--- TEXT SHOWN ---

Geochemistry of Urban Water Systems

Introduction. Applying the principals of environmental sciences such as geochemistry, ecology, and hydrology to urban systems is greatly complicated by the complex infrastructure found in cities and the large numbers of humans located in small geographic areas. The impact of urbanization is to greatly change an existing “natural" system by relocating and repurposing surficial geologic material, creating impervious surfaces, channelizing streams, and modifying the ecological community, which in turn impacts ecosystem function. All of these activities greatly affect the hydrology and hydrogeology of the urban environment. Superimposed on these processes is the increase in biogeochemical cycling of elements brought about by the high concentration of people in a limited area.

This “cycling" is due to the manufacturing of products and their disposal, the burning of fossil fuels, increased transportation of people and products, the production of human waste, and so on. These anthropogenic activities greatly alter the environment, making urban systems a specialized subset of other types of landscapes because their ecological, hydrological, and biogeochemical footprints are much greater than the area of the city itself.

Although all of these issues have been recognized in the past, only recently have urban systems been the focus of their own, more specific, and unified approach to investigation. Yet, urban landscapes can be highly heterogeneous, and the role of these usually fine-scale differences on the role of elemental transport and fate is not well quantified, let alone well understood. This heterogeneity is also made more complicated by legacy effects brought about by historical changes in land-use. Thus, processes and fluxes that control water and elemental distributions are less understood in urban aquatic environments than more natural ones, and worthy of fundamental research.

Many specific human activities affect the geochemistry of water, especially in urban environments. These include both the input of industrial and human waste, construction activities, spills, and long-term leakage. Many of these are point source inputs, but significant nonpoint sources exist in the form of storm runoff. Thus, scale, both spatial and temporal, is a very important factor in delineating the impact of these sources in urban water quality.

--- LISTED ENTRIES ---

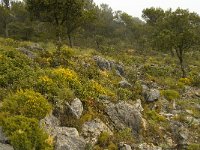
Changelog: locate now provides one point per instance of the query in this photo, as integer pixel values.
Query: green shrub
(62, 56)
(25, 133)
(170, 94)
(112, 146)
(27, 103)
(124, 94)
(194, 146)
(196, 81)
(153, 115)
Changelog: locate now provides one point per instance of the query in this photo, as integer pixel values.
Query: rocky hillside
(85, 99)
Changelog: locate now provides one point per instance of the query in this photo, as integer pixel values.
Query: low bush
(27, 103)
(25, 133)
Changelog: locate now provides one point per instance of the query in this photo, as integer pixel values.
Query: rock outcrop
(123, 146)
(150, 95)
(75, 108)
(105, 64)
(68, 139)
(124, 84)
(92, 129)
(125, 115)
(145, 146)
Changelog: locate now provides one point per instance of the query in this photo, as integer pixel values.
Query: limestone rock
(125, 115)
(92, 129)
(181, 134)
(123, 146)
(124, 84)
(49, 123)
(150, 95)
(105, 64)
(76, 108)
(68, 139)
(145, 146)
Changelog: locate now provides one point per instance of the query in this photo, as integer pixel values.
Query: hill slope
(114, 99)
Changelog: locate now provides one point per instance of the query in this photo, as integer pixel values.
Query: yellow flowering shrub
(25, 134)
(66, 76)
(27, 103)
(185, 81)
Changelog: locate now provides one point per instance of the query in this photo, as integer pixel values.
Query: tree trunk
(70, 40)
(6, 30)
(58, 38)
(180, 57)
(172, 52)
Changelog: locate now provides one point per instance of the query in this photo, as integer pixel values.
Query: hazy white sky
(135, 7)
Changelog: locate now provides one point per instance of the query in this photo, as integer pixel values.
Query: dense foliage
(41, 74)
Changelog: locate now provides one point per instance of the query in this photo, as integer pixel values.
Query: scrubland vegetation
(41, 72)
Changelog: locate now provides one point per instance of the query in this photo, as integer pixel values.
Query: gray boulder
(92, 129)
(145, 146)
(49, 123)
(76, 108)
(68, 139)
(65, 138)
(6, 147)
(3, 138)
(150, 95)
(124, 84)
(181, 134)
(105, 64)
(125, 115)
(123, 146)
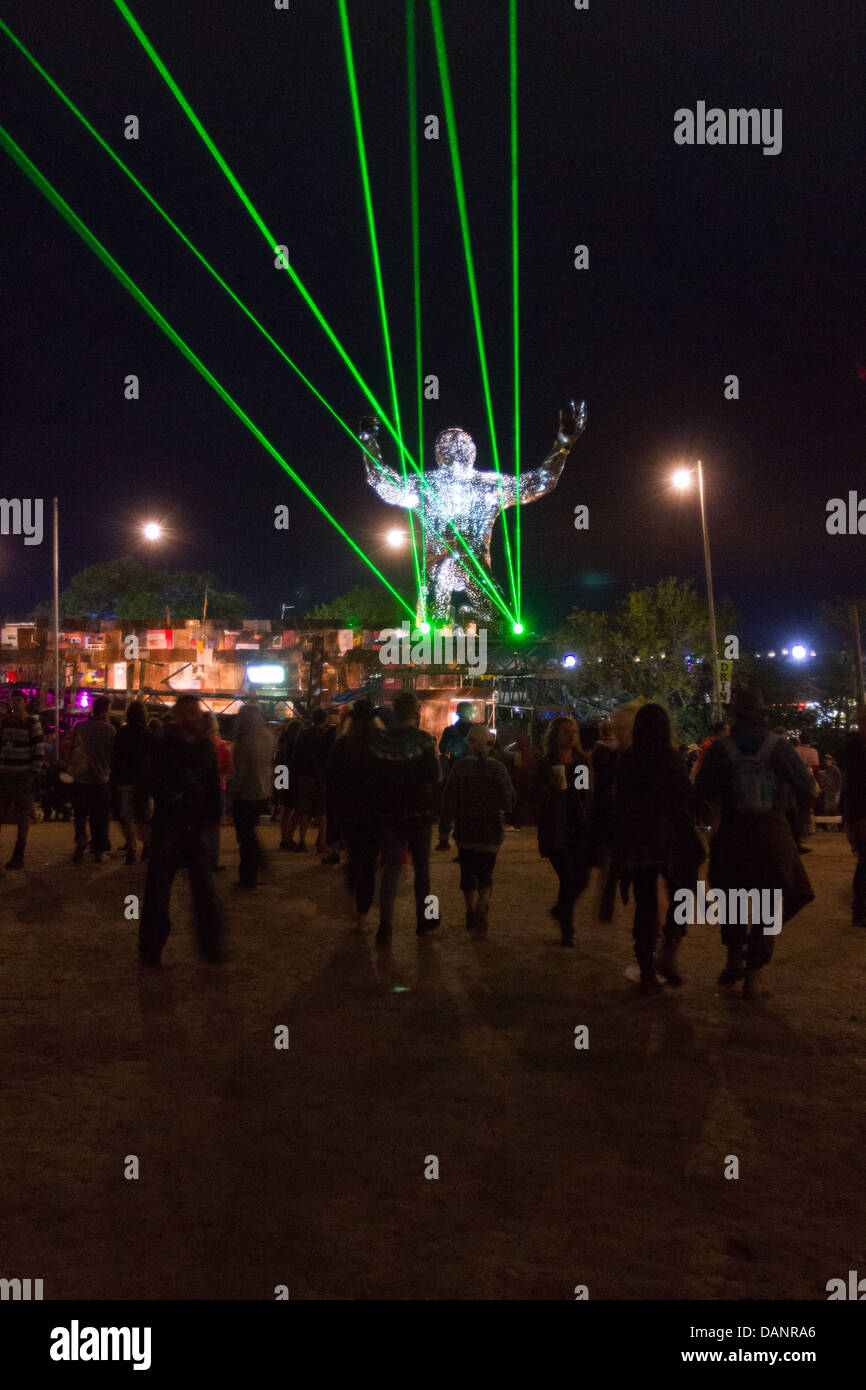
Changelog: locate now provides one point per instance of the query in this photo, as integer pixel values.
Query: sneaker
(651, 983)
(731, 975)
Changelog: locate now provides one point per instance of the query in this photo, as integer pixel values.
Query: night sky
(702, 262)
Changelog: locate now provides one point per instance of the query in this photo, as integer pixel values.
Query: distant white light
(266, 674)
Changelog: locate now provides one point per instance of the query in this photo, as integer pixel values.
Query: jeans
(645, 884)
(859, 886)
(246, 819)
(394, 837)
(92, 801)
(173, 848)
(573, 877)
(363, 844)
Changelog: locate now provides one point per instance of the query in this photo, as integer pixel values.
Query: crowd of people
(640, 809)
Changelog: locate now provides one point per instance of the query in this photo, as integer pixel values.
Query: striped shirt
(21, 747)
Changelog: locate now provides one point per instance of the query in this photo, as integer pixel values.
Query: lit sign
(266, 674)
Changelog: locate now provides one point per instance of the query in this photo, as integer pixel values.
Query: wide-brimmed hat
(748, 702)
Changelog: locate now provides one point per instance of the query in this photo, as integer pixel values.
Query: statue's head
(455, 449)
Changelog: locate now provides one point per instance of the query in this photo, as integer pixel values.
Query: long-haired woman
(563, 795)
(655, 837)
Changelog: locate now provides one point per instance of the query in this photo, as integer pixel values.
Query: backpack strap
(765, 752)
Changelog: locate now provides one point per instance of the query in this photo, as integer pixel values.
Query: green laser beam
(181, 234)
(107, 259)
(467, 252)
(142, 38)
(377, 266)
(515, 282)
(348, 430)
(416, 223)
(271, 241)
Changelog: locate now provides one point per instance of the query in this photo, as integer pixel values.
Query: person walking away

---

* _TASK INSTRUCTIONS_
[1] Answer the following from the urban water geochemistry text:
(a) What, according to the text, are the ecological, hydrological, and biogeochemical footprints of urban systems much greater than?
(b) In what form do significant nonpoint sources exist?
(c) What makes the heterogeneity of urban landscapes more complicated?
[2] Rewrite the part of the urban water geochemistry text that opens with the words "Introduction. Applying the" and closes with "a limited area.", replacing "impervious surfaces" with "sealed surfaces".
[3] Continue the text on the geochemistry of urban water systems from the point where it stops.

* _TASK-BY-TASK ANSWERS_
[1]
(a) The area of the city itself.
(b) Storm runoff.
(c) Legacy effects brought about by historical changes in land-use.

[2]
Introduction. Applying the principals of environmental sciences such as geochemistry, ecology, and hydrology to urban systems is greatly complicated by the complex infrastructure found in cities and the large numbers of humans located in small geographic areas. The impact of urbanization is to greatly change an existing “natural" system by relocating and repurposing surficial geologic material, creating sealed surfaces, channelizing streams, and modifying the ecological community, which in turn impacts ecosystem function. All of these activities greatly affect the hydrology and hydrogeology of the urban environment. Superimposed on these processes is the increase in biogeochemical cycling of elements brought about by the high concentration of people in a limited area.

[3]
The introduction of excess nutrients, toxic elements, xenobiotic compounds, sediments, and labile organic matter that depletes O2, all impact urban water quality and therefore threaten both human and ecosystem health. In developed countries, best management practices and regulation have helped minimize the degradation of water quality, but even in these settings, the overall impact of urbanization on water geochemistry is measurable. The combination of enhanced chemical fluxes and the “re-plumbing" of natural hydrologic systems help make urban aquatic geochemistry/biogeochemistry such an interesting and complicated topic.

The geochemical influences of urban areas on water resources have evolved significantly from the early industrialized cities of the nineteenth century through the more environmentally regulated cities in the developed world and sprawling megacities in developing countries. These changes are driven by the stage of a city’s economic development, population growth, changes in technology, and environmental regulations. As such, any individual city’s environmental issues are related to where they are along these stages of development, leading to a large diversity of cities around the world and a diversity of environmental problems. At the beginning of a city’s development, vegetation loss and the loss of headwater streams to impermeable surfaces creates channelized flow and alters biogeochemical cycles.

As populations increase, more energy and materials move into and out of urban areas, which also grow spatially to include suburban and exurban areas. Because culture, climate, geology, environmental regulation, and technological advances of cities vary significantly, the specific geochemical impacts on water resources are different among cities, though most cities share some similarities. Both early and modern cities have problems with water pollution related to human waste removal and stormwater runoff as well as enhanced particulate emissions and other degradations of air quality, including the ramifications of increased fossil fuel usage during industrial development. Newly identified “emerging" contaminants such as endocrine-disrupting compounds and pharmaceuticals that pass through wastewater treatment plants are a common problem among developed urban areas. All of these issues are additionally affected by evolving cultural attitudes and environmental regulation.

Wolman introduced the concept of “urban metabolism," which argues that urban areas can be equated to an organism and ecological principles can be used to investigate the exchange of energy, water, and materials within and between cities and their outside environment. This concept has been modified and refined over the past ~50 years. For the long-term sustainability of urban areas, resource utilization and waste emission must be reduced, as both of these processes have important implications for water quantity and quality.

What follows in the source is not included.